## [Goal of the exercise]
Copy out the material from the line containing "row: weathered stone surface" through the line containing "Each instance of the weathered", swapping every "weathered stone surface" for "mossy rock face" and changing nothing else. Give back only those lines.

## [Records supplied]
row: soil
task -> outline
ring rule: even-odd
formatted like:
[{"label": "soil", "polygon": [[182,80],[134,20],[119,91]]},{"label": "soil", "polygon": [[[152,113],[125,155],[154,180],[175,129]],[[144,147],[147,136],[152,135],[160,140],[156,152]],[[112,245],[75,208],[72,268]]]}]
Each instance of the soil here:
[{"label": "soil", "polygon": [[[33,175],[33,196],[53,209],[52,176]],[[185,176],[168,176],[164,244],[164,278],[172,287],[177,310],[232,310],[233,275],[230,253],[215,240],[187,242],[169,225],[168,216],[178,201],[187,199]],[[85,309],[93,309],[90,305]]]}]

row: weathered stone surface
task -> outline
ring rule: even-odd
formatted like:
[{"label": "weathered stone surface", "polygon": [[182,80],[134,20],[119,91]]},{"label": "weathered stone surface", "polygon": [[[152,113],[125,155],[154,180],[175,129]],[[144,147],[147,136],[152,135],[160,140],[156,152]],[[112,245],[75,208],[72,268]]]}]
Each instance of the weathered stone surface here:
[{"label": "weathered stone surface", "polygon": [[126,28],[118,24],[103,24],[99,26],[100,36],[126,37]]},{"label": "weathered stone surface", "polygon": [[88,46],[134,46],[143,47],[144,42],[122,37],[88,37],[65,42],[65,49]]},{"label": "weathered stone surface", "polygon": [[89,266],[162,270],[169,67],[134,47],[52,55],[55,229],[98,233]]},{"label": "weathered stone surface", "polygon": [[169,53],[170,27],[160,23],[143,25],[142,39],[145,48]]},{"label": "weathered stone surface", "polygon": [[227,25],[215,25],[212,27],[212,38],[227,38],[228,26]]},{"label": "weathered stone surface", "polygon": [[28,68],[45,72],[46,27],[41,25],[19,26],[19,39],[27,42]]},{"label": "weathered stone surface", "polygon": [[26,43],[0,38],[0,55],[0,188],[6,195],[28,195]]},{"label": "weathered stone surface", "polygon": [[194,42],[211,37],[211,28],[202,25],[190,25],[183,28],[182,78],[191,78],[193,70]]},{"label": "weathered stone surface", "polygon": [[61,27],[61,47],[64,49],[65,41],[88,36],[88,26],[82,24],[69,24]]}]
* * *
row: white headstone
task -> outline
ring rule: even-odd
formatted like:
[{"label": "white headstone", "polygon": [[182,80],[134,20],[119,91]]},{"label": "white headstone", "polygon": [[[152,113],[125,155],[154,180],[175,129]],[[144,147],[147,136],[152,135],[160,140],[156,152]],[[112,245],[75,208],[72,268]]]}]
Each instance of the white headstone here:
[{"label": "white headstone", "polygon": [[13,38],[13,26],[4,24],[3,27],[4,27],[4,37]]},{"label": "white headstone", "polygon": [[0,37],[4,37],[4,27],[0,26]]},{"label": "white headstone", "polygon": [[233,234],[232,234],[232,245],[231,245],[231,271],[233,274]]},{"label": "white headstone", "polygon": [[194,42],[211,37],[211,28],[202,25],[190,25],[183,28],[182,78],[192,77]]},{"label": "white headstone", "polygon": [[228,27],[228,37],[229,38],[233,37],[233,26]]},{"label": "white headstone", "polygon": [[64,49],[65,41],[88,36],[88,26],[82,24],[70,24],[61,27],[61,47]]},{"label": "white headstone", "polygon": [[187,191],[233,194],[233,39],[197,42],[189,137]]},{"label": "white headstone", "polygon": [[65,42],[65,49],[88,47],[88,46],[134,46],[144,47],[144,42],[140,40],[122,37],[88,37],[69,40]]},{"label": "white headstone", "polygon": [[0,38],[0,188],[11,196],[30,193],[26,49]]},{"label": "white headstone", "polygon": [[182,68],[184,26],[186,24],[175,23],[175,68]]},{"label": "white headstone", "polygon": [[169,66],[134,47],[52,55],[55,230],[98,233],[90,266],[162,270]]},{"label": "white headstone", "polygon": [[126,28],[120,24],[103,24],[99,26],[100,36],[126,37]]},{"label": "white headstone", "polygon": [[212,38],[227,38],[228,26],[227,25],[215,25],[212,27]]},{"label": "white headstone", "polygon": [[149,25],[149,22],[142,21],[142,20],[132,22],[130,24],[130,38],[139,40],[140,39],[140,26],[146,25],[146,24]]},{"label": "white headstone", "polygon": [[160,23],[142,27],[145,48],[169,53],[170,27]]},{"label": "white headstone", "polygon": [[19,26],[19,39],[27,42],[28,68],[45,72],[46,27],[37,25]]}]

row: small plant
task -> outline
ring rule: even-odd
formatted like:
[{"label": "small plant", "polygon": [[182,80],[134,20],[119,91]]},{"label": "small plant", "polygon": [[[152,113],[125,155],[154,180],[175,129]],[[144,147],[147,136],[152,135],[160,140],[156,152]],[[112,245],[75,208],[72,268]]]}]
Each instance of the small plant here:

## [Full solution]
row: mossy rock face
task -> outline
ring rule: even-odd
formatted like:
[{"label": "mossy rock face", "polygon": [[182,80],[134,20],[119,91]]},{"label": "mossy rock face", "polygon": [[[152,113],[125,155],[154,180],[175,129]],[[144,147],[147,136],[152,135],[160,140],[156,152]],[[112,245],[75,208],[72,268]]]}]
Each instance of the mossy rock face here:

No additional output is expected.